- **Do this**
Will you restate verbatim the lines running from the line with "Target: goalpost" to the end of the data, leaving out everything else?

- **Entries taken from a collection**

⁂

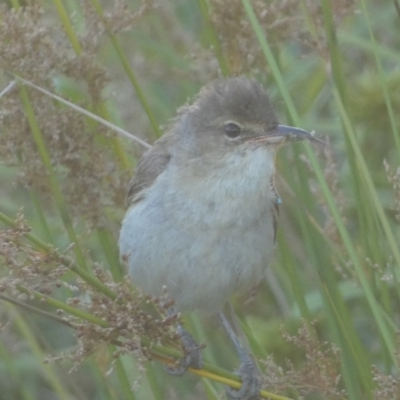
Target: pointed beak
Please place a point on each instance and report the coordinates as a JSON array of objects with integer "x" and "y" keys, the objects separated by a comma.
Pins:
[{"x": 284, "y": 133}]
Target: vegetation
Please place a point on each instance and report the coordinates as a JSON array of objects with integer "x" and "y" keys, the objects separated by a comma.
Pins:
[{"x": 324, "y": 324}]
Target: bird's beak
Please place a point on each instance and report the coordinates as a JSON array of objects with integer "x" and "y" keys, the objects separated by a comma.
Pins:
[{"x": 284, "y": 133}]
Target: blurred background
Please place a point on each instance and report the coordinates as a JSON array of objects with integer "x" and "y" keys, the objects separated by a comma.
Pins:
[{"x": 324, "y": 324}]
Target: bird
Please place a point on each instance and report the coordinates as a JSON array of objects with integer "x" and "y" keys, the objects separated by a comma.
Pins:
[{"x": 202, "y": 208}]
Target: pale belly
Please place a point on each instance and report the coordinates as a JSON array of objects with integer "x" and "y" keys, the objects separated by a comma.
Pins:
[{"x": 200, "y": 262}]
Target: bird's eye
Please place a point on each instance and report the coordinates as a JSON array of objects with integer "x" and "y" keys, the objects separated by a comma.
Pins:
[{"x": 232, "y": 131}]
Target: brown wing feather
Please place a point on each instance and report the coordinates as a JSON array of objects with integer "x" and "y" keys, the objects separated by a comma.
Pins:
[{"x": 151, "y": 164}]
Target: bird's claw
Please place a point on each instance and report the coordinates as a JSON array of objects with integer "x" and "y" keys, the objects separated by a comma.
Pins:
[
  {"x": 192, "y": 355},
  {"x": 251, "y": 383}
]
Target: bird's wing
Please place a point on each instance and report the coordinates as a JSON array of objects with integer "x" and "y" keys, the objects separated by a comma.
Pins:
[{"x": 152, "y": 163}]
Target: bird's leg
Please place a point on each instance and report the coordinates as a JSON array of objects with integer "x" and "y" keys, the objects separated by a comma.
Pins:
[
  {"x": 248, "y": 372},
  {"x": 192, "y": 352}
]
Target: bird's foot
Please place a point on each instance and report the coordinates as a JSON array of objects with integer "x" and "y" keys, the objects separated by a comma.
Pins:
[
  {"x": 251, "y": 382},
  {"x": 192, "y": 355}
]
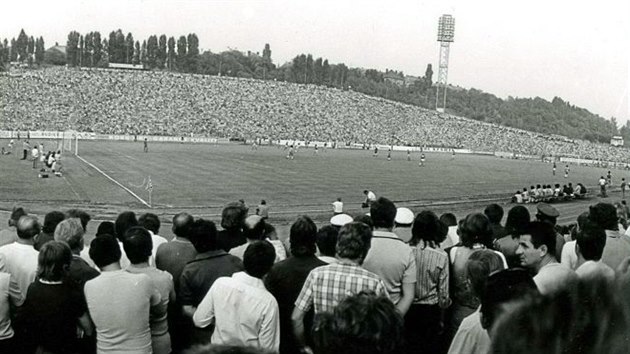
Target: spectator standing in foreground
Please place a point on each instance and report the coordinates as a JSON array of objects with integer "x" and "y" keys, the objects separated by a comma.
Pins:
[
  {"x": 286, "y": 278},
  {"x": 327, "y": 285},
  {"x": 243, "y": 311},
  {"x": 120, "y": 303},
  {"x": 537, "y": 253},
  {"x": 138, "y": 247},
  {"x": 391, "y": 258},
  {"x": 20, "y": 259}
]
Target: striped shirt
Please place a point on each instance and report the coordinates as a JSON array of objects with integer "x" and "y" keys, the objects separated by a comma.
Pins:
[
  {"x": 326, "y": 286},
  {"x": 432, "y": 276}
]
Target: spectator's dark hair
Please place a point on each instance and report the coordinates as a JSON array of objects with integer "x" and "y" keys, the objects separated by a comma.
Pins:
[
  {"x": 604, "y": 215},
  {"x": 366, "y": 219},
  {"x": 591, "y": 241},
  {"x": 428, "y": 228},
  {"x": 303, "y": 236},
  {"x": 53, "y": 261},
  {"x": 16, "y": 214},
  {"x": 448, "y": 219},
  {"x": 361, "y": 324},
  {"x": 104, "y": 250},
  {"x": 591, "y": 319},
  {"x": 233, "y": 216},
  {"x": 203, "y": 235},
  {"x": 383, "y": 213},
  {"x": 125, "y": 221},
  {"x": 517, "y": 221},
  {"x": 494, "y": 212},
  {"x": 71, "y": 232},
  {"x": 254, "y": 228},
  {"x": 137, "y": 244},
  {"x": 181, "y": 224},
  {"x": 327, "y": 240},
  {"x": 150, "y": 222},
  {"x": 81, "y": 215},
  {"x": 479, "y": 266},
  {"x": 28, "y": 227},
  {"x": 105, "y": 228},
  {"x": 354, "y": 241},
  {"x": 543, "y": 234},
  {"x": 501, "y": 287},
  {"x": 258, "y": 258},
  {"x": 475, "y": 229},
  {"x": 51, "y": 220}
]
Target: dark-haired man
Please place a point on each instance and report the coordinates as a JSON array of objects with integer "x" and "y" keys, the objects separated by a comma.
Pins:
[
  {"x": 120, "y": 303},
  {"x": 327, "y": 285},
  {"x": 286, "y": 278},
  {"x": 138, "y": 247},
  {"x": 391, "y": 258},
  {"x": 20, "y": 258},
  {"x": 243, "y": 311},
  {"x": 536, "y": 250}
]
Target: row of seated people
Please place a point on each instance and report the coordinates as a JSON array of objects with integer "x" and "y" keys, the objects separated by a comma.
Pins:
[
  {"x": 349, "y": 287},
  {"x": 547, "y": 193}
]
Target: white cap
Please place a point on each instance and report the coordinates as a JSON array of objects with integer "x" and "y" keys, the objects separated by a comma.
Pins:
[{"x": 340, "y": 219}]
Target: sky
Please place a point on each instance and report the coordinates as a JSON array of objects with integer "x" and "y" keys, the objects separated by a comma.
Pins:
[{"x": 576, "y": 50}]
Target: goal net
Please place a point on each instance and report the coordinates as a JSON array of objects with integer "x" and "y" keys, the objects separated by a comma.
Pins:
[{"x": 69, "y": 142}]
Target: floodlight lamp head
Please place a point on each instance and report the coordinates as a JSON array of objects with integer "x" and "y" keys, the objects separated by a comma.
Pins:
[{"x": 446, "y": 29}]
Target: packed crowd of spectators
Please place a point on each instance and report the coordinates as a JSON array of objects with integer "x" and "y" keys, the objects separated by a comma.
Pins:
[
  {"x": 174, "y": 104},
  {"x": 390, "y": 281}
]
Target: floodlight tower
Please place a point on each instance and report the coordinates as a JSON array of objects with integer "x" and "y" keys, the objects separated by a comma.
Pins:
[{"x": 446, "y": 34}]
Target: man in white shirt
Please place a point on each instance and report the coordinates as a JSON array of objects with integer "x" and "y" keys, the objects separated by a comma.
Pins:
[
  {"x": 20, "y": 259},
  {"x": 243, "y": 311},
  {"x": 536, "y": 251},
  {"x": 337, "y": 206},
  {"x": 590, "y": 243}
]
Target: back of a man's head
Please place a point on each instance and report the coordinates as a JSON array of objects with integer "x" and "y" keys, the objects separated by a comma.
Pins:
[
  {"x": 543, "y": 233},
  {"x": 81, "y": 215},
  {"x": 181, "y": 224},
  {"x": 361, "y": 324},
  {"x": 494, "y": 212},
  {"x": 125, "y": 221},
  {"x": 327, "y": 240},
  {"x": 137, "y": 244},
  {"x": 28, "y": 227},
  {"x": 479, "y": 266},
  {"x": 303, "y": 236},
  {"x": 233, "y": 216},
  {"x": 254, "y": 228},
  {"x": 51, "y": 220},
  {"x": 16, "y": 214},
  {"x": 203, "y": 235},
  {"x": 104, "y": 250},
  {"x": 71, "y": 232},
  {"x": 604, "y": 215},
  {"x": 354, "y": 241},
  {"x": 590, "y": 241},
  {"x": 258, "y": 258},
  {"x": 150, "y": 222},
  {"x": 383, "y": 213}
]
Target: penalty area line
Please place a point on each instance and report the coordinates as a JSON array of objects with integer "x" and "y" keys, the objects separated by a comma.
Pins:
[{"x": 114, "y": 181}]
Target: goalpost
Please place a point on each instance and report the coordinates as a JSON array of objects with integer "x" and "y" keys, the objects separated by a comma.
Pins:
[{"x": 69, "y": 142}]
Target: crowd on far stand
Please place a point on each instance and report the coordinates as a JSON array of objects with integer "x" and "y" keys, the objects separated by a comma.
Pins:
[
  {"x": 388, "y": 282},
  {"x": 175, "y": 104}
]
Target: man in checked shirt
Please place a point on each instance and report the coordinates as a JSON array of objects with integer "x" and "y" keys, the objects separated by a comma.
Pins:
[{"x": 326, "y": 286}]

⁂

- **Final answer**
Target: goalpost
Please place a point on each instance and report the coordinates as a JSON array of objects with integer "x" and "y" keys, the objects separated by a comma.
Pins:
[{"x": 69, "y": 142}]
Target: crowd on far stand
Please place a point on each instance and report the coordinates as a JSON array of objects with integer "x" and "y" keys, the objects separated by a comma.
Pins:
[
  {"x": 388, "y": 282},
  {"x": 175, "y": 104}
]
Target: man in checked shirt
Please place a point on each instance and report the coordinates as a JSON array of objects with integer "x" and "y" keys, the objects separated by a comma.
Pins:
[{"x": 326, "y": 286}]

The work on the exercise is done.